__TASK REQUIREMENTS__
Reproduce verbatim the run of lines below that opens with the line containing "target | cyclist's arm" and closes with the line containing "<point>336,187</point>", including both of those lines.

__RECORDS SHOWN__
- - -

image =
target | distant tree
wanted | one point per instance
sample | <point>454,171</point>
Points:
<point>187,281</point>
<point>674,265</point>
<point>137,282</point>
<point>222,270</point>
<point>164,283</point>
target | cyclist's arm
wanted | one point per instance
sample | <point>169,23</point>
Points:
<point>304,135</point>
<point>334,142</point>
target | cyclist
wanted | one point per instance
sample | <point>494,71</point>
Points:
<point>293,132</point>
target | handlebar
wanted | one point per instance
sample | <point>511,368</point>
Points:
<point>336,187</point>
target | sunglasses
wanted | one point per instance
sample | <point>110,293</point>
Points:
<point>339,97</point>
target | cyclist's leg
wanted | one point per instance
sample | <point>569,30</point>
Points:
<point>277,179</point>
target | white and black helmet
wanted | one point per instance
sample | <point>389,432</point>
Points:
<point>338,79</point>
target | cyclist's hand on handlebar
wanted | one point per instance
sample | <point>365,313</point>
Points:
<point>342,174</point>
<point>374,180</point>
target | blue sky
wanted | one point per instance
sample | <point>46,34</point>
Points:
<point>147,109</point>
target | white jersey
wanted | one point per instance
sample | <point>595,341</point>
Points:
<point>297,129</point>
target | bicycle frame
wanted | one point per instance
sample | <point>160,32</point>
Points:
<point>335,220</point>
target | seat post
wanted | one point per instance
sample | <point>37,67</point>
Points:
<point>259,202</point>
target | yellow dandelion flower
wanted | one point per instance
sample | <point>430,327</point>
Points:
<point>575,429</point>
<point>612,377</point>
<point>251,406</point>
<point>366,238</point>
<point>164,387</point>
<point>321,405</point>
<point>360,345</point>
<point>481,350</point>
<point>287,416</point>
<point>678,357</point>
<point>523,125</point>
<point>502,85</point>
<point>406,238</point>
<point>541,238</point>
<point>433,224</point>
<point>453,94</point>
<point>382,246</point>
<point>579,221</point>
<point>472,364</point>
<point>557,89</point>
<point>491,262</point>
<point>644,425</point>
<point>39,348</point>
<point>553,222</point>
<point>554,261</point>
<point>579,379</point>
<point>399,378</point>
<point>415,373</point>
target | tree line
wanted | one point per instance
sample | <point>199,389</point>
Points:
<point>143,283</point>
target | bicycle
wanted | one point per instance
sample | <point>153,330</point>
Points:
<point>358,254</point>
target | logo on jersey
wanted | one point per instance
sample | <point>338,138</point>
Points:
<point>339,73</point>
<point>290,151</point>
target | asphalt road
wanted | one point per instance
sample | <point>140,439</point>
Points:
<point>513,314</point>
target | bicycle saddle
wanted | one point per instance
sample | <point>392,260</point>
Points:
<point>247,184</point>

- - -

__FINAL RESULT__
target | cyclist's arm
wanted | one point per instance
sample | <point>169,23</point>
Points:
<point>304,135</point>
<point>334,142</point>
target | cyclist
wanted | one point per instance
sample | <point>494,71</point>
Points:
<point>293,132</point>
target | handlebar
wanted | one point per instance
sample | <point>511,368</point>
Points:
<point>336,187</point>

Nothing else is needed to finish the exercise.